'''

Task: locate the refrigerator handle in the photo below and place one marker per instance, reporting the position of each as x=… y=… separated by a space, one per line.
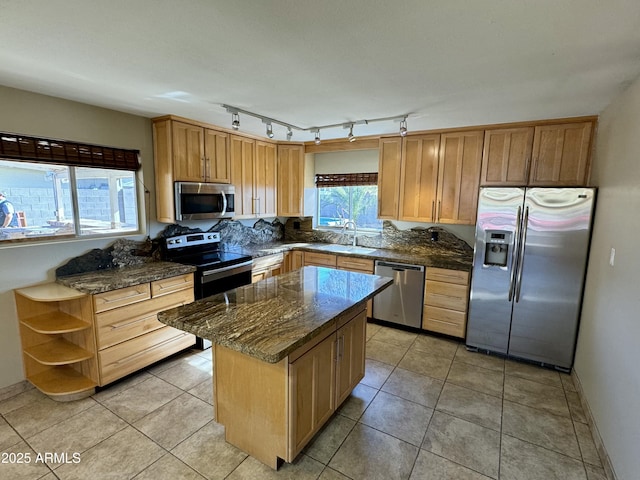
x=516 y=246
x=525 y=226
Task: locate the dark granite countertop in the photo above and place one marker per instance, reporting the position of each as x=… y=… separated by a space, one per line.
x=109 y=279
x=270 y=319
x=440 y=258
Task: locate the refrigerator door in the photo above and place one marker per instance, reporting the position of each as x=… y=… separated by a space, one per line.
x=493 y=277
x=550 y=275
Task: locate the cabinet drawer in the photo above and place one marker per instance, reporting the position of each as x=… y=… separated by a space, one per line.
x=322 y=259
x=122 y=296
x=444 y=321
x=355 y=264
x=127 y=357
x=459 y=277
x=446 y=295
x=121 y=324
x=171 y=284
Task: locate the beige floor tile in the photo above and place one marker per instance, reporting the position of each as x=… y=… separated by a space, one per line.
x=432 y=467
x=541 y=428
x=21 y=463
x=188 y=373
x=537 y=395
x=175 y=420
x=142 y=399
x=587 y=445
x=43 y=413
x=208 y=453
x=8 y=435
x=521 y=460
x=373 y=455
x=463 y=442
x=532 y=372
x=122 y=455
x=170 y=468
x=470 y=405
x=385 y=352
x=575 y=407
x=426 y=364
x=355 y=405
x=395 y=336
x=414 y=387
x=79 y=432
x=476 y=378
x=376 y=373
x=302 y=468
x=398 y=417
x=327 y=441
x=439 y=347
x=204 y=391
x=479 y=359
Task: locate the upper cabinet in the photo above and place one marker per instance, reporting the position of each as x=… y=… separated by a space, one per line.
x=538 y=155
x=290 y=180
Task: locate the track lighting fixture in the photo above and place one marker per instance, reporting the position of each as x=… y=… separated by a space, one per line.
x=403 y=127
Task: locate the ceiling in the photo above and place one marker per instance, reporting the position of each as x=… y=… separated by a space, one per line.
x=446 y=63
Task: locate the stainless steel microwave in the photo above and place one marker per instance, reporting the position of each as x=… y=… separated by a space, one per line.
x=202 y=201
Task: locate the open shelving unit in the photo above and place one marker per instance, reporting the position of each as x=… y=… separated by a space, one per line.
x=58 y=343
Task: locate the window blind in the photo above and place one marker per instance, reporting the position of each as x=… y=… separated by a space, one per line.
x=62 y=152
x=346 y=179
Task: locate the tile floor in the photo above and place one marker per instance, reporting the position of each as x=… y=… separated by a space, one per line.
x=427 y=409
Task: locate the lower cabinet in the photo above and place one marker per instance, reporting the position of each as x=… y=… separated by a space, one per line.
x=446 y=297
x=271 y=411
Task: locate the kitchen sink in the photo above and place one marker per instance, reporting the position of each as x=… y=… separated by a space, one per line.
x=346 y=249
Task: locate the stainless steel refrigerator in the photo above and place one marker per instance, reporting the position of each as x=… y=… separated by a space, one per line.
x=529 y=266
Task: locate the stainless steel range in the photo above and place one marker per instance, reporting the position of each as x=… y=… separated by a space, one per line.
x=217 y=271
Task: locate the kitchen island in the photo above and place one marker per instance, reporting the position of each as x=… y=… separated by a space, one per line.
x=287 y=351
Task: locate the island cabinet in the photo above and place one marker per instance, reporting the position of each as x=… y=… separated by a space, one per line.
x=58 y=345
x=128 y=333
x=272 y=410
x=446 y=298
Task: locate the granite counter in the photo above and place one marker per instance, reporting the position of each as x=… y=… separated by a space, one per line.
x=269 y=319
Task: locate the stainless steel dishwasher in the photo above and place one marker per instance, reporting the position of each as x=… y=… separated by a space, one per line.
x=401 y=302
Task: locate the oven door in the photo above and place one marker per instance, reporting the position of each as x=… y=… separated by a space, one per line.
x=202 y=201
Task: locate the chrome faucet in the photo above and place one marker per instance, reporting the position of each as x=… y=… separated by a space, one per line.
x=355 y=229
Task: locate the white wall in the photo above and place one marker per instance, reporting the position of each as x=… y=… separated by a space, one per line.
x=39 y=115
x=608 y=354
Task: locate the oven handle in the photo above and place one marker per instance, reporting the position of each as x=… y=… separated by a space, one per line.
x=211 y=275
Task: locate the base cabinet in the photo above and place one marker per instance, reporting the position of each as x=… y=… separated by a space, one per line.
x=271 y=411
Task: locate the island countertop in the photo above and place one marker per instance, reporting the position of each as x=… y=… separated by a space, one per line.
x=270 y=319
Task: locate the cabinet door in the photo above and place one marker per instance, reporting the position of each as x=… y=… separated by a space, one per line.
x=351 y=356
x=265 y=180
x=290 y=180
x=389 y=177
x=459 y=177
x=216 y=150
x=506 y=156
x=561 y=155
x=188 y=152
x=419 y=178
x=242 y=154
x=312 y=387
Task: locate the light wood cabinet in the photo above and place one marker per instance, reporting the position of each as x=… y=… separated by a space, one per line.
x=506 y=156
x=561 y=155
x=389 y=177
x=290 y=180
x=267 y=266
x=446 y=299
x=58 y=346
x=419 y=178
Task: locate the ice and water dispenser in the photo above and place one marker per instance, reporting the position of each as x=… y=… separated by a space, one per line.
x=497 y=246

'''

WHAT THE TASK ASKS: Please render all the rows above as a JSON list of strings, one string per line, with blank lines skipped and the pictures left out.

SOLUTION TO THIS PROBLEM:
[
  "Task: locate the refrigerator handle in the photo below and place one marker per instance, reporting the position of each as x=… y=… separated by a space, one per line.",
  "x=516 y=246",
  "x=525 y=226",
  "Task: locate the dark granite countertop in the photo above and place one marker per instance, reporting the position of each as x=… y=… separated by a space, one per line.",
  "x=109 y=279",
  "x=270 y=319",
  "x=440 y=258",
  "Task: locate the refrigerator door in the photo above and place one marker per instance, reporting the position of each as x=… y=… separated by a space, one per line.",
  "x=493 y=277",
  "x=550 y=275",
  "Task: locate the cabinet drawer in the photo above and place one marker per instance, reporting the position of each as x=… y=… separated by a space, one per line.",
  "x=322 y=259",
  "x=122 y=296",
  "x=444 y=321",
  "x=355 y=264",
  "x=127 y=357",
  "x=459 y=277",
  "x=446 y=295",
  "x=121 y=324",
  "x=171 y=284",
  "Task: locate the beige floor tile in the photo above and place one marker per instance, reporting the position of each as x=… y=… separated by a space, one per line.",
  "x=432 y=467",
  "x=541 y=428",
  "x=21 y=463",
  "x=188 y=373",
  "x=537 y=395",
  "x=175 y=420",
  "x=142 y=399",
  "x=587 y=445",
  "x=43 y=413",
  "x=208 y=453",
  "x=8 y=435",
  "x=521 y=460",
  "x=373 y=455",
  "x=463 y=442",
  "x=532 y=372",
  "x=122 y=455",
  "x=170 y=468",
  "x=470 y=405",
  "x=385 y=352",
  "x=575 y=407",
  "x=426 y=364",
  "x=355 y=405",
  "x=395 y=336",
  "x=414 y=387",
  "x=79 y=432",
  "x=476 y=378",
  "x=376 y=373",
  "x=302 y=468",
  "x=398 y=417",
  "x=327 y=441",
  "x=439 y=347",
  "x=204 y=391",
  "x=479 y=359",
  "Task: locate the upper cabinet in the photo above and place one marker per instance, reporting the position of each as x=… y=… separated by a space, one per line.",
  "x=538 y=155",
  "x=290 y=180",
  "Task: locate the track lighting fixture in the photo above and place one marker per instance, reporting the position of each as x=… y=… separated by a space, one per line.",
  "x=403 y=127",
  "Task: locate the ceiling in the photo above and place one marker per instance, reporting the position of each as x=… y=… separated by a space, one per line.",
  "x=446 y=63",
  "Task: locate the stainless steel microwave in the photo above and place one marker per instance, reporting the position of each as x=… y=… separated by a space, one per line.",
  "x=202 y=201",
  "Task: locate the open shelving unit in the photo above and place one marker per instance, reporting the position of each as x=… y=… separated by a space, one per line.",
  "x=58 y=343",
  "Task: locate the window blind in the photo above and place one marker per instance, reporting the position of each as x=… y=… separated by a space, one per line.",
  "x=62 y=152",
  "x=346 y=179",
  "Task: locate the tile floor in the photo above and place one marker per instance, reporting the position of each as x=… y=… separated by a space, one per line.",
  "x=427 y=409",
  "Task: locate the lower cabinet in the photo above and place one marker per instance, reporting the position of each as x=… y=… separated by a space, one per line.",
  "x=446 y=297",
  "x=271 y=411",
  "Task: locate the kitchen sink in the photo above and place one marker per instance, reporting the position of each as x=… y=… separated by a space, one per line.",
  "x=346 y=249",
  "Task: locate the stainless steel refrigerator in the photo above and place one marker per instance, reporting the position of each as x=… y=… separated by a space, one per line.",
  "x=529 y=266",
  "Task: locate the stainless steel range in the photo above and place one marker per instance, reporting the position of each as x=… y=… separated by a space, one per line.",
  "x=217 y=271",
  "Task: locate the kitchen island in the photo above and place one marker per instance, reporting the position of each as x=… y=… separated by a space, one per line.",
  "x=287 y=351",
  "Task: locate the island cabinet in the photo above and place one marker per instance, reporting the position of each as x=… y=… separated by a space, one per line.",
  "x=58 y=345",
  "x=128 y=333",
  "x=272 y=410",
  "x=446 y=298",
  "Task: locate the granite counter in the photo above and place one marker per instance, reporting the position of each as x=… y=… separated by a space, one per line.",
  "x=269 y=319",
  "Task: locate the stainless steel dishwasher in the photo above and place one marker per instance, reporting the position of each as x=… y=… separated by a space, one per line.",
  "x=401 y=302",
  "Task: locate the oven door in the photo above and place one marker per instance, reporting the position of each as x=… y=… separated by a space, one per line.",
  "x=202 y=201",
  "Task: locate the chrome faucet in the photo above and place one marker per instance, reporting the position of each as x=… y=… separated by a space, one per line.",
  "x=355 y=229",
  "Task: locate the white wall in the photo above and place one marker per instance, reporting the position of each as x=… y=… separated by a space, one per line.",
  "x=39 y=115",
  "x=608 y=354",
  "Task: locate the oven handle in the photo above and place one marker per instance, reporting the position of each as x=… y=… separated by a space, one per line.",
  "x=211 y=275",
  "Task: locate the base cabinet in the photo above and place one marker per instance, reporting the position of each as x=… y=… separated by a space, one per line.",
  "x=271 y=411",
  "Task: locate the island countertop in the photo above and place one marker per instance, reporting the position of each as x=… y=… separated by a space, one per line.",
  "x=270 y=319",
  "Task: locate the cabinet door in the photo above and place one marker per instance, reporting the position of each as x=… y=… separated by a space, one per line.",
  "x=351 y=356",
  "x=265 y=180",
  "x=290 y=180",
  "x=389 y=177",
  "x=459 y=177",
  "x=216 y=150",
  "x=506 y=156",
  "x=561 y=155",
  "x=188 y=152",
  "x=419 y=178",
  "x=242 y=154",
  "x=312 y=387",
  "Task: locate the light wood cabinet in the photo above and place one marker per instance, reporting the position of each as x=… y=… separated by a space, one per line.",
  "x=506 y=156",
  "x=561 y=155",
  "x=389 y=177",
  "x=290 y=180",
  "x=267 y=266",
  "x=446 y=299",
  "x=58 y=346",
  "x=419 y=178",
  "Task: locate the ice and water dispenser in the photo above and place one marker per instance, reporting the position of each as x=… y=… separated by a space, one per line.",
  "x=497 y=246"
]